╭─ DOCUMENT SECTION

Principle of the Barometer.-In the mercurial barometer the pressure of the atmosphere supports the column of mercury in the tube. The weight of the atmosphere counterbalances the weight of the mercury column, which rises as the atmospheric pressure increases and falls as it decreases. The height of the mercury column is therefore a true index of the pressure of the atmosphere at the surface of the earth, at the moment of taking the observation.

The principle of the balance pressure between the air and the mercury is clearly illustrated in Fig. 1, where a glass tube, closed at one end, is shown supported in a basin of mercury. The surface of the liquid in the basin is shown as divided into imaginary squares, by lines one inch apart; and the small arrow-heads represent the pressure of the atmosphere exerted on each square inch of surface.

FIG. 1.

Suppose for a moment, that the column of mercury in the tube is exactly one square inch in cross-section; it is evident, in that case, that the mercury column takes the place of the atmospheric pressure on one square inch of surface; and, since there is perfect equilibrium, its weight is equal to the pressure of the atmosphere per square inch.

╰─
╭─ RECORDS PROVIDED

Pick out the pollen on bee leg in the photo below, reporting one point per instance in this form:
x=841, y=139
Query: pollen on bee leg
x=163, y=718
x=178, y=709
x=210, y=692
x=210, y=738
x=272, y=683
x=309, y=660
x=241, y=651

╰─

**AIM**
Continue the passage on the principle of the barometer from the end of its final sentence.

**WRITTEN RESPONSE**
Furthermore, whatever the sectional area of the mercury column, it is clear that its weight will always equal the atmospheric pressure for the same area of surface. Hence, the area of mercury column is not important, but its height only.

If the weight of one cubic inch of mercury (0.4911 lb.) be multiplied by the observed height of the column of mercury measured in inches, the product will be the pressure of the atmosphere, in pounds per square inch, at the place where the observation was taken. This assumes, that the barometric reading has been reduced to a standard reading, at a temperature of 32 deg. (Fahr.), which must be done when making accurate determinations.

Standard Barometric Readings.-Owing to the fact that the mercury in the tube expands and contracts more rapidly than the glass of the tube, the reading of the barometer will vary slightly for the same pressure, at different temperatures.

In comparing barometric readings taken at different times and at varying temperatures, it is necessary to carefully note the temperature when the reading was taken and reduce the observed reading to a so-called standard reading at 32 deg. F.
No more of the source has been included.